→ Exercise details:
Locate each line in the items below that contains the word "yellow", and copy those lines out.

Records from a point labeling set
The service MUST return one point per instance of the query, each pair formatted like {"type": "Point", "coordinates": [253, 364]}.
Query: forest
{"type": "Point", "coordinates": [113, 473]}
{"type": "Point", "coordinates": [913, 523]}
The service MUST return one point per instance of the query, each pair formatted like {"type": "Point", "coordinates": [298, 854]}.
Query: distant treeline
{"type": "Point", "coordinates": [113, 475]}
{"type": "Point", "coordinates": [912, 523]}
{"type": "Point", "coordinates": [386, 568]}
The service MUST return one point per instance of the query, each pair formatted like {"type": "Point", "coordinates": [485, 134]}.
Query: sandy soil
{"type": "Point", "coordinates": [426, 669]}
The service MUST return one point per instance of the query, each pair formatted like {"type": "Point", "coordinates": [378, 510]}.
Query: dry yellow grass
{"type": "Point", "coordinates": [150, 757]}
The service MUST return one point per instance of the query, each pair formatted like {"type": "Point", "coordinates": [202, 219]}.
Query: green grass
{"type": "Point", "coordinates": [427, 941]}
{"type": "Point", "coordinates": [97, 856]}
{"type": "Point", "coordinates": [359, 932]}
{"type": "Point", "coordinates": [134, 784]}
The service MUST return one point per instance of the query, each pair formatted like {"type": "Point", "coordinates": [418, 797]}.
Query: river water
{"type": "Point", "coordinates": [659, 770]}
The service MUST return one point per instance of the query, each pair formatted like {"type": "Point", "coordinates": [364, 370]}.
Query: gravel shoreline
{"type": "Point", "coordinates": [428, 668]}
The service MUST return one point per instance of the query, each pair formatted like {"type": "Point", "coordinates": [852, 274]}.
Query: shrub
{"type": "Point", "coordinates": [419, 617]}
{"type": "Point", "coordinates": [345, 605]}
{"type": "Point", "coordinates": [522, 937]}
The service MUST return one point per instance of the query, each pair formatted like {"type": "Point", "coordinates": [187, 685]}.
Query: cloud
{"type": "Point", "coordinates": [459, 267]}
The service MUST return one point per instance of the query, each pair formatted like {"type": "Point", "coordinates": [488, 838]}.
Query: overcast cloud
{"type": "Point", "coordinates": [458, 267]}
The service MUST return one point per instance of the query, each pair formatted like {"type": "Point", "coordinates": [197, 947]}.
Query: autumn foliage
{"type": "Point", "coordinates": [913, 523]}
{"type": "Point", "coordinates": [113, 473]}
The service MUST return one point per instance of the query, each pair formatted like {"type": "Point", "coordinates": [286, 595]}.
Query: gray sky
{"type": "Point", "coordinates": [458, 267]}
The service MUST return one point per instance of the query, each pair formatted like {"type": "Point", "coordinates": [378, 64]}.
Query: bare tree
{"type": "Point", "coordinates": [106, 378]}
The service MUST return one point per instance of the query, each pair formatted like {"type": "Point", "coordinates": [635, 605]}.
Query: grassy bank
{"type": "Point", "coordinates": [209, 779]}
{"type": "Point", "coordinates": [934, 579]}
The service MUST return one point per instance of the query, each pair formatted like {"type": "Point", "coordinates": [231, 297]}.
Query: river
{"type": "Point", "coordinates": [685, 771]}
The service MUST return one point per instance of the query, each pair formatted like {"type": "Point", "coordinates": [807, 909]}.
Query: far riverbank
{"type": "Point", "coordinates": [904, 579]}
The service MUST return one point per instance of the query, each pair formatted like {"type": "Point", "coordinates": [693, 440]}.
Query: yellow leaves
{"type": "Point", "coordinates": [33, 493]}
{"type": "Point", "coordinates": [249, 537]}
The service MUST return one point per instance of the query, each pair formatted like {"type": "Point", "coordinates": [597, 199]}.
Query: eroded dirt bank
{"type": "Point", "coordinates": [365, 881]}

→ Correct answer:
Query: dry yellow grass
Query: yellow leaves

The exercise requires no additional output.